- ПИСЬМЕННОЕ ЗАДАНИЕ -
Замените во всём приведённом ниже материале «Emitted» на «Output» и перепишите его строки, больше ничего не меняя.

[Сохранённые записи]
.....

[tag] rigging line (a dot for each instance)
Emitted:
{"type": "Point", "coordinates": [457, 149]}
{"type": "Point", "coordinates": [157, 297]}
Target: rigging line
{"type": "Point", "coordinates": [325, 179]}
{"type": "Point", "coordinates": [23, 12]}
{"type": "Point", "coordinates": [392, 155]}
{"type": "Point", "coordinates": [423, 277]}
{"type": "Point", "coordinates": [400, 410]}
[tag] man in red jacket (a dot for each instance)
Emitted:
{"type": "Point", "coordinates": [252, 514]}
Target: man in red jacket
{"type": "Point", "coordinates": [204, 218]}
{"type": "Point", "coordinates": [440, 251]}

.....

- ОТВЕТ НА ЗАДАНИЕ -
[tag] rigging line (a dot for each instance)
Output:
{"type": "Point", "coordinates": [457, 149]}
{"type": "Point", "coordinates": [157, 297]}
Target: rigging line
{"type": "Point", "coordinates": [325, 179]}
{"type": "Point", "coordinates": [23, 12]}
{"type": "Point", "coordinates": [392, 155]}
{"type": "Point", "coordinates": [423, 277]}
{"type": "Point", "coordinates": [400, 410]}
[tag] man in red jacket (a dot for each instance)
Output:
{"type": "Point", "coordinates": [252, 514]}
Target: man in red jacket
{"type": "Point", "coordinates": [204, 218]}
{"type": "Point", "coordinates": [440, 251]}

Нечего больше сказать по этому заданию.